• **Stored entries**

⁂

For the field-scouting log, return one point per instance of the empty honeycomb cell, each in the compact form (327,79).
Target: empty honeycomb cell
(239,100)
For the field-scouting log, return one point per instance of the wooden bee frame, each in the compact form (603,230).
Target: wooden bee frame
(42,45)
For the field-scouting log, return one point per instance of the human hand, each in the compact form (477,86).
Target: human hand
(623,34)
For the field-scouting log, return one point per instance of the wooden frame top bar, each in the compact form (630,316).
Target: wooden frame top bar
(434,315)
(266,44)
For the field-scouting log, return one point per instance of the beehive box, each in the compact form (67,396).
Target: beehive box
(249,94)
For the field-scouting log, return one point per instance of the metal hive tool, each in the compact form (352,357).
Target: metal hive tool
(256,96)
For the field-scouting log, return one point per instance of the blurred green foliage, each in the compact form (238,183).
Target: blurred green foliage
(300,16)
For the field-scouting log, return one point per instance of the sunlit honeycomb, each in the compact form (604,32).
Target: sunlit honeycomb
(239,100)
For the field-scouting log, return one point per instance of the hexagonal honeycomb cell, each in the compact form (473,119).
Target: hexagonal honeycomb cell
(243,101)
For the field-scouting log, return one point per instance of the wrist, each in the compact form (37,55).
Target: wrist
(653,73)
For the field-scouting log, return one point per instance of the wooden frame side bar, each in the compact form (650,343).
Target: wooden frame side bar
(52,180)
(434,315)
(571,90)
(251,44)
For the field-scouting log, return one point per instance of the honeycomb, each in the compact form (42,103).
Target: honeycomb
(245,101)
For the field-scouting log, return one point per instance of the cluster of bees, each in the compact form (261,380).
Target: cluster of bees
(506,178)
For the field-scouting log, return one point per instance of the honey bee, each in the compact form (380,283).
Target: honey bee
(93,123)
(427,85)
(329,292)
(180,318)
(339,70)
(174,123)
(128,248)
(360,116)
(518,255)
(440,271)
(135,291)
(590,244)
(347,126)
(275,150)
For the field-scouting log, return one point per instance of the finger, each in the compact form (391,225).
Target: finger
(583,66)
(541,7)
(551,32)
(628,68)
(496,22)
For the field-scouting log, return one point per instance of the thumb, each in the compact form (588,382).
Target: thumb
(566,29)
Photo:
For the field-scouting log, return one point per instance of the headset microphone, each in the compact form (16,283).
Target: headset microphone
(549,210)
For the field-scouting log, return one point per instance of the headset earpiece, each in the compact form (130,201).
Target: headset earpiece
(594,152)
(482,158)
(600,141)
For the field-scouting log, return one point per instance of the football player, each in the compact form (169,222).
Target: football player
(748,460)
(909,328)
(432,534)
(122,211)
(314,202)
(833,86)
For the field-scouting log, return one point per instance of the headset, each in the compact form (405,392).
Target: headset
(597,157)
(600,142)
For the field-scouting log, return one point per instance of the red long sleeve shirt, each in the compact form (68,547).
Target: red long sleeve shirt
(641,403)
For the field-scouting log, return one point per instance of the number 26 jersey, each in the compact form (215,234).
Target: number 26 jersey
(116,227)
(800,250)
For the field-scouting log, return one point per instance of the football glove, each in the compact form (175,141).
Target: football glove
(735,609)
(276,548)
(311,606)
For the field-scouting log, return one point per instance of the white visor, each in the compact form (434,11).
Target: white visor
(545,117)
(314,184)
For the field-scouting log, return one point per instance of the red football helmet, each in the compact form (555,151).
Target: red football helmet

⁂

• **Work to complete**
Copy down every line of the entries containing the word "helmet".

• **Response area**
For the field-scouting log, return one point per instance of the red football helmet, each in the compact form (555,151).
Target: red football helmet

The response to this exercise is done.